**Assignment**
Every line of the entries below from the one containing "Q: Tag each instance of the caiman body" to the one containing "Q: Tag each instance of the greenish", both ends included, must be written out exactly. No other line belongs in the answer.

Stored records
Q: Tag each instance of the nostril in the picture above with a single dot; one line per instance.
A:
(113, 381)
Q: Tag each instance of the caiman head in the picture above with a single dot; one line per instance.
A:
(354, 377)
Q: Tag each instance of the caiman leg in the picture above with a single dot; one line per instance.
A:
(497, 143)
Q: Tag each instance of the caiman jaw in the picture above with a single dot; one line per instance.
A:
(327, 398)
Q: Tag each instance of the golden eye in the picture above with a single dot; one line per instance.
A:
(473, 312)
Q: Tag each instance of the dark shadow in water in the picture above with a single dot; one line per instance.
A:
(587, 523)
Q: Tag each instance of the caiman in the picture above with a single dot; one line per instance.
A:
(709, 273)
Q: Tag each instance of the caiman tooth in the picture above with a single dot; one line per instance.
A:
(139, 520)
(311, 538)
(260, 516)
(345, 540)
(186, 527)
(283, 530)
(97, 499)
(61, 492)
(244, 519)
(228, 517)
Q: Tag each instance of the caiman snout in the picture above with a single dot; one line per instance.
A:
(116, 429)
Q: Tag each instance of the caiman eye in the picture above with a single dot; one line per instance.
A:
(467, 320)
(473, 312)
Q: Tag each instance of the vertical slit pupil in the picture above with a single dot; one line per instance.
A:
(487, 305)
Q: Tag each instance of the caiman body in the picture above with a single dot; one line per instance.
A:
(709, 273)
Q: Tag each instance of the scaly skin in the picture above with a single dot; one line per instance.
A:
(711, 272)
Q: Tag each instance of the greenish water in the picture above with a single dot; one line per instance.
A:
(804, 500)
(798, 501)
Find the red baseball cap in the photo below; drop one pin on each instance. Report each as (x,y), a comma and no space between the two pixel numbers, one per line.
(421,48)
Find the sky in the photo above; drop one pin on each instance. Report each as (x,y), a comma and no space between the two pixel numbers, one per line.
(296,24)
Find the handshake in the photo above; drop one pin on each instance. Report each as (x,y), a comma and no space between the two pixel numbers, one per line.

**Written response**
Q: Tag each instance of the caiman body in the picture above with a single dot; one line per instance.
A:
(709, 273)
Q: Tag each instance of the scaly skin in the picture above with a single dot; one line per instance.
A:
(711, 272)
Q: Tag each instance of the greenish water in the picture above with a single dot; one line per instance.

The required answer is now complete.